▶ _Dataset excerpt_
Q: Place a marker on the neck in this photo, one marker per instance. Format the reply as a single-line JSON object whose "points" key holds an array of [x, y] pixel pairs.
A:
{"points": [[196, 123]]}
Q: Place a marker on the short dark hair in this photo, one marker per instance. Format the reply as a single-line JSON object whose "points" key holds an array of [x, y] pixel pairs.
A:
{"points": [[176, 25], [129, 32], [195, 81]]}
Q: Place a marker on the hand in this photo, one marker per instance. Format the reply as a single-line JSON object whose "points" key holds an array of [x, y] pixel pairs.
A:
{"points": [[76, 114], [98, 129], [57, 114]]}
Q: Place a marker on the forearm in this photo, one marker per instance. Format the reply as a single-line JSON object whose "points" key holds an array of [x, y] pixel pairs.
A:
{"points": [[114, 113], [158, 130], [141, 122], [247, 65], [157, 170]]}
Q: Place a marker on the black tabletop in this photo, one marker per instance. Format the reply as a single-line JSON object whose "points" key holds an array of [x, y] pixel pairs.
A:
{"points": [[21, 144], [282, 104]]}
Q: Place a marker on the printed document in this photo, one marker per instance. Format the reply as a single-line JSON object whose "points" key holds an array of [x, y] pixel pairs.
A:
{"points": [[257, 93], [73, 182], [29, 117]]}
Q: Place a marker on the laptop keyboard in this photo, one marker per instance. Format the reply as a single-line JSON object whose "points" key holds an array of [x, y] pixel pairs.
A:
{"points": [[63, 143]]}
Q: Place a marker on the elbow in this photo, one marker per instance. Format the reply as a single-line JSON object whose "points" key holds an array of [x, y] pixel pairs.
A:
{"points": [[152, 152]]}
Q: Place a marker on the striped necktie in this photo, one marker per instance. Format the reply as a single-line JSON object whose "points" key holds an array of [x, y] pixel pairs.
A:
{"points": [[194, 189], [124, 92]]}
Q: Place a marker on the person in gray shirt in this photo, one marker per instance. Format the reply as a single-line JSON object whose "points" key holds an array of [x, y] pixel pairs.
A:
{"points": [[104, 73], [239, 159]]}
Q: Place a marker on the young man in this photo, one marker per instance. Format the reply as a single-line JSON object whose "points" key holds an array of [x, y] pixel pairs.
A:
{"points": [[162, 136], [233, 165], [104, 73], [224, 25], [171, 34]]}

* * *

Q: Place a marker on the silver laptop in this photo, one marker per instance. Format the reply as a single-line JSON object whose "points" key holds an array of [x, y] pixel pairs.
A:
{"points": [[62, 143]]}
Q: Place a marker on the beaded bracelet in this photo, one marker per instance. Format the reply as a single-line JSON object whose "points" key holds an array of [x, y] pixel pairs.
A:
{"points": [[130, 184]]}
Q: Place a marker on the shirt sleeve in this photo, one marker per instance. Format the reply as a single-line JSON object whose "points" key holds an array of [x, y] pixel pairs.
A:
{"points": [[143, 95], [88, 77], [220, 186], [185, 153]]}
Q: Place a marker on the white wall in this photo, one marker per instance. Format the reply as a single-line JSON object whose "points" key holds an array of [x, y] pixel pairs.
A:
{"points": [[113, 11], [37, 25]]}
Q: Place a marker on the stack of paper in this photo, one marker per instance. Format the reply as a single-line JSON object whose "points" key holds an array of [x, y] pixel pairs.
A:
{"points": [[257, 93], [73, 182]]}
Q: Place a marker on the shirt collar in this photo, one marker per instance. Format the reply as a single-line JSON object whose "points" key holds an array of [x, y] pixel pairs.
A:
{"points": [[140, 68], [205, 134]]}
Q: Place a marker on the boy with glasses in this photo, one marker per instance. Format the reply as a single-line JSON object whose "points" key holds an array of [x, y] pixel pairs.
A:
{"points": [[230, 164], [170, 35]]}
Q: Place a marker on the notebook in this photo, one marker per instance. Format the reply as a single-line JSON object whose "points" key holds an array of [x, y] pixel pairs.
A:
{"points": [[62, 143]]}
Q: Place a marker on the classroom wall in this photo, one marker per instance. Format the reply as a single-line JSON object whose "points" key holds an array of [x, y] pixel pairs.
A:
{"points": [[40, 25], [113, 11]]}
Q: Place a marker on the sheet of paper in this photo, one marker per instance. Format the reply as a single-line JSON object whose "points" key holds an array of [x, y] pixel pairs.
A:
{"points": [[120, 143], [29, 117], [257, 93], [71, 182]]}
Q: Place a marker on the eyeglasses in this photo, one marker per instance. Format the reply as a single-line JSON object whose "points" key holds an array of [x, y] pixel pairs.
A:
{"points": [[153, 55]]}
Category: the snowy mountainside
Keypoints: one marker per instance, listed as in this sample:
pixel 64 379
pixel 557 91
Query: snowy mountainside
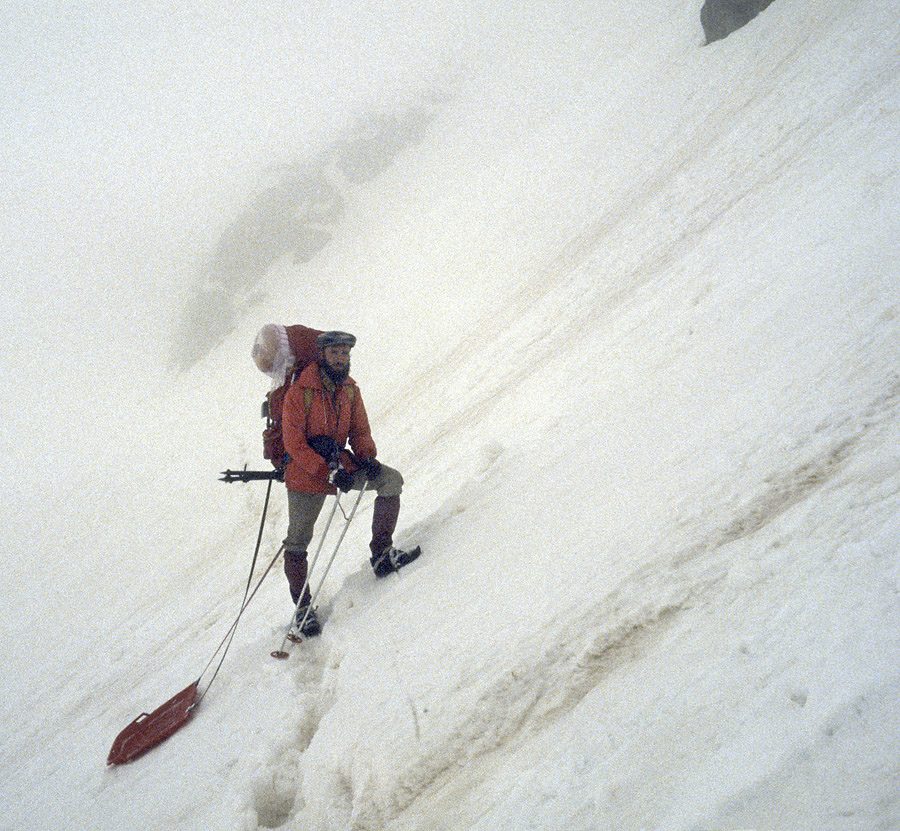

* * *

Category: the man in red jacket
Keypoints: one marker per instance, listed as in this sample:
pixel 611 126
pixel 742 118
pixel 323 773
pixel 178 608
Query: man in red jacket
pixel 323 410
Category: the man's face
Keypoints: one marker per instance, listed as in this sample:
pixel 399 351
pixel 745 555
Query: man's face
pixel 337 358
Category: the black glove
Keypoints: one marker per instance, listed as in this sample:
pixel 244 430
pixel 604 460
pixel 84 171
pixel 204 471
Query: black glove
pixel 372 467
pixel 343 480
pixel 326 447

▶ _What to work on_
Rewrite the items starting at the line containing "Category: the man's face" and ending at the line containing "pixel 326 447", substituting "leather glove" for "black glove" and leaving everything else unchanged. Return only those lines.

▶ _Result below_
Category: the man's face
Keypoints: one marker per instance, listed as in this sample:
pixel 399 351
pixel 745 555
Query: man's face
pixel 337 358
Category: the leather glove
Keypoints: one marker per instance, listed as in this sample:
pixel 244 430
pixel 604 460
pixel 84 171
pixel 204 471
Query: leather glove
pixel 372 467
pixel 343 480
pixel 326 447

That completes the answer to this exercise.